*Tâche courte a*
Repérez dans les enregistrements ci-dessous toutes les lignes qui contiennent le mot « shoreline », puis recopiez chacune d'elles.

*Texte fourni*
——
Et vous, chers pères et mères de famille, conscients que votre foyer est la première école de valorisation humaine des enfants que Dieu vous a donnés, vous serez certainement conscients également de cet autre devoir qui vous concerne : tout faire, en l'exigeant au besoin, pour que vos enfants puissent progresser de manière harmonieuse, au cours de leur vie, en s'appuyant sur une formation humaine et chrétienne convenable. L'Église se réjouit quand les pouvoirs constitués dans la société, tenant compte du pluralisme et d'une juste liberté religieuse, « aident les familles pour que l'éducation des enfants puisse être donnée dans toutes les écoles, selon les principes moraux et religieux des familles elles-mêmes » (Décret Gravissimum educationis, GE 7).
——
*Enregistrements d'annotation de localisation*
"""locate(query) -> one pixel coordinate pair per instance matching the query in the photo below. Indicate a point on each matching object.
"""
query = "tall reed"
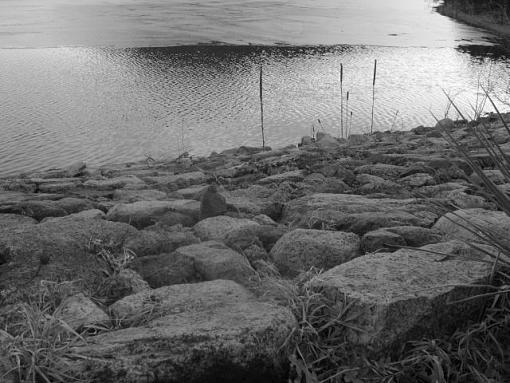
(373, 97)
(341, 100)
(261, 110)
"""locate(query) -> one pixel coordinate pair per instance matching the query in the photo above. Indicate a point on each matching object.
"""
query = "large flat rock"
(405, 295)
(145, 213)
(349, 212)
(301, 249)
(204, 332)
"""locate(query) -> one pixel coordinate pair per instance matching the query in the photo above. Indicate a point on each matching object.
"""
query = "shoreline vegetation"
(493, 16)
(382, 257)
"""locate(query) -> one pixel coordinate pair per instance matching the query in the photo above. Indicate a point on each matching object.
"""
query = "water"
(83, 89)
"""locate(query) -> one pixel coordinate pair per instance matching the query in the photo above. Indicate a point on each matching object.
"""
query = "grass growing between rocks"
(479, 352)
(36, 345)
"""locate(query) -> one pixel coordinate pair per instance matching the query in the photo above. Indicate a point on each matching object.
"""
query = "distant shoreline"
(502, 31)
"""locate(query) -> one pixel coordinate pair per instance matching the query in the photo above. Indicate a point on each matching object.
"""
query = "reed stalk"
(262, 111)
(373, 97)
(346, 114)
(342, 100)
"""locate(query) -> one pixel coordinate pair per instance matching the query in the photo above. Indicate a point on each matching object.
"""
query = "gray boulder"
(218, 227)
(214, 260)
(145, 213)
(405, 295)
(301, 249)
(218, 328)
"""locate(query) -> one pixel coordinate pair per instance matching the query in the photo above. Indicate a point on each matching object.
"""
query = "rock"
(134, 195)
(416, 236)
(115, 183)
(217, 327)
(172, 218)
(166, 269)
(355, 213)
(41, 209)
(74, 205)
(212, 203)
(306, 140)
(7, 220)
(402, 296)
(374, 184)
(145, 213)
(85, 214)
(463, 224)
(292, 176)
(57, 187)
(120, 285)
(80, 312)
(177, 181)
(214, 260)
(358, 139)
(327, 142)
(385, 171)
(418, 179)
(300, 249)
(217, 228)
(381, 239)
(495, 176)
(158, 240)
(193, 192)
(57, 250)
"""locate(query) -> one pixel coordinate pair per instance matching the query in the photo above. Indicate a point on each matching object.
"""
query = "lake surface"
(113, 81)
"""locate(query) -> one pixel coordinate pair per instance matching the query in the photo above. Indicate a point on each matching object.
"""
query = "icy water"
(113, 81)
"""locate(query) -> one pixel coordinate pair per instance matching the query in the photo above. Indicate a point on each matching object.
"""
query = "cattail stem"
(346, 114)
(373, 97)
(342, 100)
(262, 111)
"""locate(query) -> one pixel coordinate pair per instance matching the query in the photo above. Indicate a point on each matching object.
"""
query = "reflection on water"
(104, 105)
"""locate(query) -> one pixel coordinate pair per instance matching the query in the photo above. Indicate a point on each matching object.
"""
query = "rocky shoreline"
(171, 259)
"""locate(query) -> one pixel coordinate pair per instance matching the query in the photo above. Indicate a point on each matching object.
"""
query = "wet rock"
(214, 260)
(145, 213)
(301, 249)
(355, 213)
(212, 203)
(217, 327)
(405, 295)
(381, 239)
(217, 228)
(166, 269)
(80, 312)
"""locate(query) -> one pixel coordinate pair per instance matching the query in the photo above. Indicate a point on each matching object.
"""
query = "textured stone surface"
(144, 213)
(219, 227)
(214, 260)
(404, 295)
(217, 327)
(356, 213)
(301, 249)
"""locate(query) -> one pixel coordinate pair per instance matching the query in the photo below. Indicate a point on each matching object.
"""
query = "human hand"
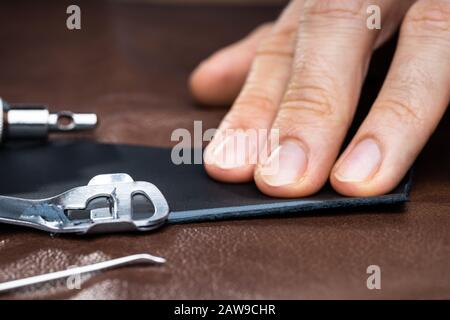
——
*Tâche courte b*
Reproduisez mot pour mot le passage du texte sur l'éducation des enfants, en commençant à « Et vous, chers » et en terminant à « educationis, GE 7). ».

*Corrigé a*
query = "shoreline vegetation"
query = "distant shoreline"
query = "rocky shoreline"

*Corrigé b*
Et vous, chers pères et mères de famille, conscients que votre foyer est la première école de valorisation humaine des enfants que Dieu vous a donnés, vous serez certainement conscients également de cet autre devoir qui vous concerne : tout faire, en l'exigeant au besoin, pour que vos enfants puissent progresser de manière harmonieuse, au cours de leur vie, en s'appuyant sur une formation humaine et chrétienne convenable. L'Église se réjouit quand les pouvoirs constitués dans la société, tenant compte du pluralisme et d'une juste liberté religieuse, « aident les familles pour que l'éducation des enfants puisse être donnée dans toutes les écoles, selon les principes moraux et religieux des familles elles-mêmes » (Décret Gravissimum educationis, GE 7).